Lisbon's Regeneration Week Signals Shift in Real Estate Portugal — Build More, Renovate Faster

Lisbon's Regeneration Week Signals Shift in Real Estate Portugal — Build More, Renovate Faster

Lisbon sets the agenda for real estate Portugal: renovation plus new supply

Lisbon’s 13th Urban Regeneration Week closed with a simple, urgent message for anyone watching the property market in Portugal: to fix the housing shortage the city and the country must both renovate older stock and accelerate new building. The conference, organised by Vida Imobiliário and held in Marvila at Lisboa Social Mitra, drew around 2,400 attendees and put licensing, taxation, sustainability and housing supply at the centre of debate.

From the first session it was clear the event was about more than networking. With 24 sessions, over 120 speakers and participation from more than 60 entities, the forum read like a status report on what Lisbon and national policymakers think can and should change in the Portuguese real estate sector.

In this article we examine the announcements and arguments made at the conference, explain what they mean for buyers, investors and developers, and set out practical actions market participants should be planning next.

What happened at the conference and why it matters

The conference was supported by Lisbon City Council and Santa Casa da Misericórdia de Lisboa and focused on themes that matter for housing supply and investment viability: housing policy, the rental market, sustainability and decarbonisation, technology, licensing and legislation.

Key facts from the event:

  • 13th edition of Lisbon Urban Regeneration Week
  • Around 2,400 attendees across three days
  • 24 sessions and over 120 speakers
  • More than 60 participating entities and partners

Speakers ranged from the Secretary of State for Housing to the president of the national building and real estate confederation. That mix matters: it brought policy, municipal planning and industry pressure points into the same room. When policymakers and the private sector agree on broad goals, delivery can speed up — but there are still major friction points.

What officials said — and what they did not promise

Patrícia Gonçalves Costa, Secretary of State for Housing, argued that urban rehabilitation is the "quickest response" to increase family housing supply while improving energy performance and seismic safety. She highlighted that Portugal has more than 1,500,000 buildings over 50 years old, framing renovation as both an efficiency and safety imperative.

Lisbon mayor Carlos Moedas described housing as a priority in the new Municipal Master Plan. The plan is designed to bring clarity, reduce bureaucracy and create a structural basis to increase supply. Moedas specifically named two large-scale areas slated for new urbanisation: Vale de Santo António and Vale de Chelas, where he said there is the potential to build thousands of homes.

Manuel Reis Campos, president of the Portuguese Confederation of Construction and Real Estate (CPCI), was blunt about scale: Portugal needs to build between 30,000 and 60,000 homes per year to meet current needs. He urged measures to reduce taxation, simplify bureaucracy and speed licensing in order to mobilise private capital.

The takeaway: policymakers and industry agree there is an urgent supply gap, but they differ on how to remove obstacles quickly.

COLLECTED DATA:
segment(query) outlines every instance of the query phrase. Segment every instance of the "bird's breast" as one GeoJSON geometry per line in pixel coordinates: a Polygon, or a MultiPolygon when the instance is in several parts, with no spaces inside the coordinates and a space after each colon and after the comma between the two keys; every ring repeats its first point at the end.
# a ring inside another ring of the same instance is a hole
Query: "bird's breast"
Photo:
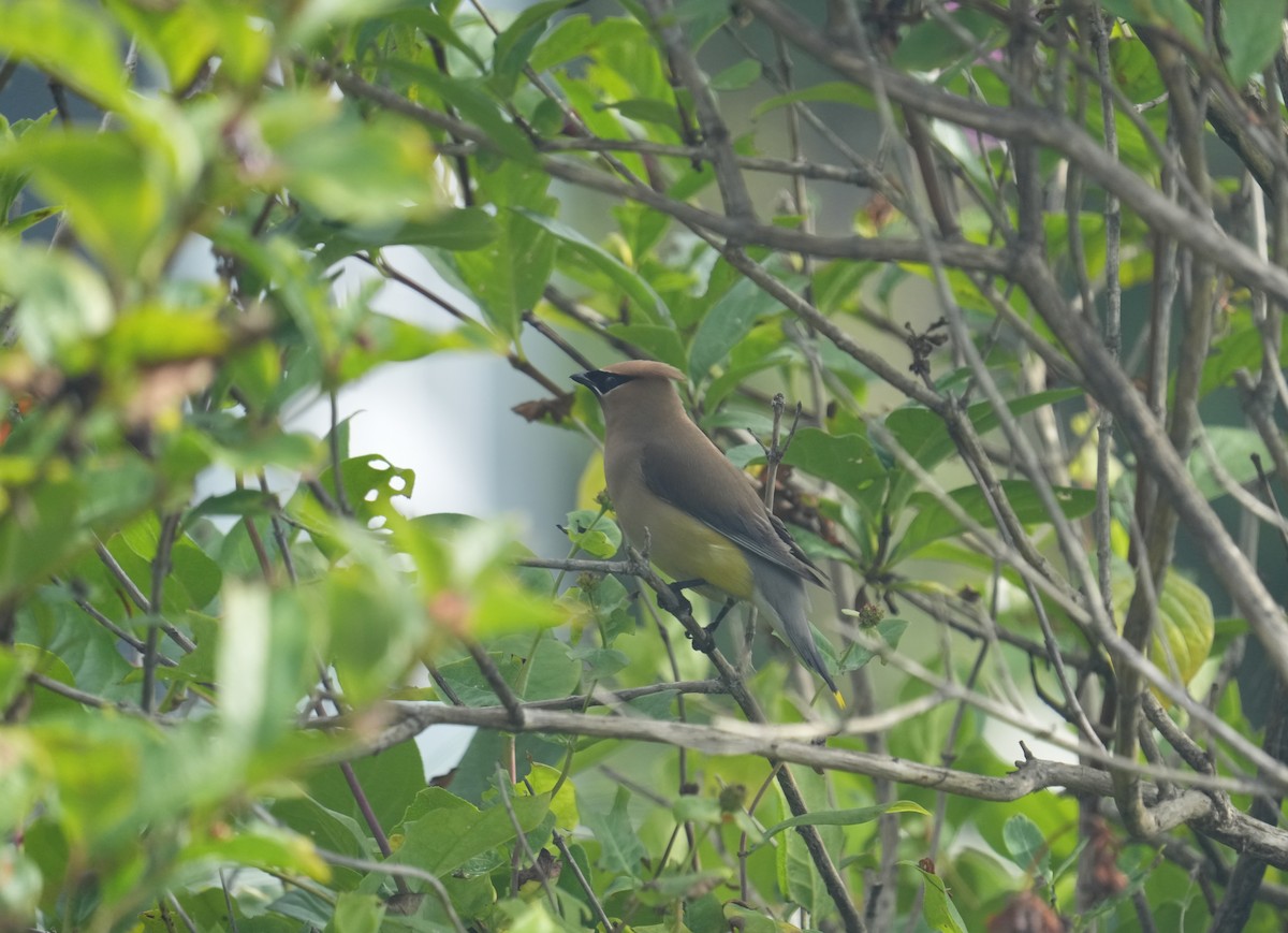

EXERCISE TASKS:
1. Translate this sentence from the article on Lisbon's Urban Regeneration Week into Spanish: "From the first session it was clear the event was about more than networking."
2. Write the next part of the article on Lisbon's Urban Regeneration Week, picking up after its final sentence.

ANSWER SET:
1. Desde la primera sesión quedó claro que el evento iba más allá de hacer contactos.

2.
The scale of the challenge: numbers that shape policy and markets

Policy statements are only meaningful when translated into numbers real estate professionals can use. The conference supplied a few crucial figures that should guide investor and buyer decisions:

  • 1,500,000 buildings over 50 years old across Portugal, a large stock that could be renovated to add usable housing units, improve energy ratings and address seismic risk.
  • A suggested construction target of 30,000–60,000 homes per year to satisfy current housing needs according to the CPCI.
  • The event itself involved 2,400 professionals, showing the size of the ecosystem engaged in regeneration discussions.

To be clear: meeting a target of tens of thousands of homes annually requires coordinated changes to fiscal policy, planning law, licensing procedures and access to construction finance. These are not small changes. I think the numbers make it plain that incremental tweaks are unlikely to be enough.

Policy levers on the table: what could change and how fast

Speakers identified a set of measures that could unlock supply. They are familiar to anyone who follows real estate policy debates, but the conference framed them as practical next steps.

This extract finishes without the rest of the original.